--- start ---

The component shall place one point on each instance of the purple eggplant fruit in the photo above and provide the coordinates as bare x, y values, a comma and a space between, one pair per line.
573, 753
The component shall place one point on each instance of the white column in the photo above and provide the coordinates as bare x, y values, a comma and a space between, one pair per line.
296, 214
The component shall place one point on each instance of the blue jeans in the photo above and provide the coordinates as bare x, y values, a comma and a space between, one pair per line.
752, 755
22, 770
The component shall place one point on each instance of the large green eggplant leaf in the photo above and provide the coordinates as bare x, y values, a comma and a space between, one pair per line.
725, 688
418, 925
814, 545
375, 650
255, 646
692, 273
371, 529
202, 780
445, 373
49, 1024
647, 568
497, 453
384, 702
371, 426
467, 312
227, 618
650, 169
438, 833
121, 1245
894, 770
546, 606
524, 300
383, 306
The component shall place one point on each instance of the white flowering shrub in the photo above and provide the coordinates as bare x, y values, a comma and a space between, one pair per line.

--- end ---

Task objective »
Lay out the entries as a Markdown table with the columns Row and Line. Start at the line with "of the large" and continue up to and including the last line of the entries, leaving out any blank lines.

Solution to the problem »
| Row | Line |
|---|---|
| 1 | The component shall place one point on each instance of the large green eggplant leaf in the photo above and provide the coordinates as bare x, y values, a comma and a space between, one pair per line. |
| 2 | 725, 688 |
| 3 | 418, 925 |
| 4 | 814, 545 |
| 5 | 375, 650 |
| 6 | 255, 646 |
| 7 | 692, 273 |
| 8 | 371, 529 |
| 9 | 202, 780 |
| 10 | 445, 373 |
| 11 | 49, 1024 |
| 12 | 647, 568 |
| 13 | 497, 453 |
| 14 | 384, 702 |
| 15 | 371, 426 |
| 16 | 467, 312 |
| 17 | 227, 618 |
| 18 | 650, 169 |
| 19 | 438, 833 |
| 20 | 121, 1245 |
| 21 | 894, 770 |
| 22 | 546, 606 |
| 23 | 524, 300 |
| 24 | 383, 306 |
| 25 | The component shall place one point on each instance of the white flowering shrub in the photo above and provide the coordinates as bare x, y values, a comma and a space between, one pair per line. |